_Work instructions:_
Pull out every line in the records below that contains the word "vanity", and copy each of those lines in full.

□ □ □ □ □ □ □

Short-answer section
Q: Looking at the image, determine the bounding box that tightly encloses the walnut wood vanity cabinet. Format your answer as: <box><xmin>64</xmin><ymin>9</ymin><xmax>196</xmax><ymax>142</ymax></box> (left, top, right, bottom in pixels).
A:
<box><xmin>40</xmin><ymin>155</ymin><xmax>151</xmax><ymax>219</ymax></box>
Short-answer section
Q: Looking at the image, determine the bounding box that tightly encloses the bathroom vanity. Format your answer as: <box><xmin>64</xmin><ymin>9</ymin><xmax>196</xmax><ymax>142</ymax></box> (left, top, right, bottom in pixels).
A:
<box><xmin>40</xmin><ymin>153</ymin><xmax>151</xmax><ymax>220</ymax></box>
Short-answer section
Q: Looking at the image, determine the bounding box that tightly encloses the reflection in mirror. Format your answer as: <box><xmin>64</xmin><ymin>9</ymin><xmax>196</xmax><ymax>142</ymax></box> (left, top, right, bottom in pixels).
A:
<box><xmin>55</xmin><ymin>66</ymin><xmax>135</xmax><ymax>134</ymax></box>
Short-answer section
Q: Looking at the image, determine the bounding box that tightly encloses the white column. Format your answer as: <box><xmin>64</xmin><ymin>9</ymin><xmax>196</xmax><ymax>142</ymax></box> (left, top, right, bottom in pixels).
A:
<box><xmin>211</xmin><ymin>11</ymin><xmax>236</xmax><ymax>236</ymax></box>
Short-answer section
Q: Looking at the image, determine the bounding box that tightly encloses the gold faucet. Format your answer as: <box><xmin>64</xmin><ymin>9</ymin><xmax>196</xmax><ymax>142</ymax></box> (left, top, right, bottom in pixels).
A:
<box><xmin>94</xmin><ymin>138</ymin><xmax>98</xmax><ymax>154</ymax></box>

□ □ □ □ □ □ □

_Full solution:_
Q: Looking at the image, determine the bounding box that tightly encloses the walnut wood vanity cabinet. Format your answer as: <box><xmin>64</xmin><ymin>9</ymin><xmax>196</xmax><ymax>142</ymax></box> (left, top, right, bottom in pixels).
Q: Looking at the image, determine the bounding box that tightly encloses the bathroom vanity. Format your answer as: <box><xmin>64</xmin><ymin>9</ymin><xmax>196</xmax><ymax>142</ymax></box> (left, top, right, bottom in pixels).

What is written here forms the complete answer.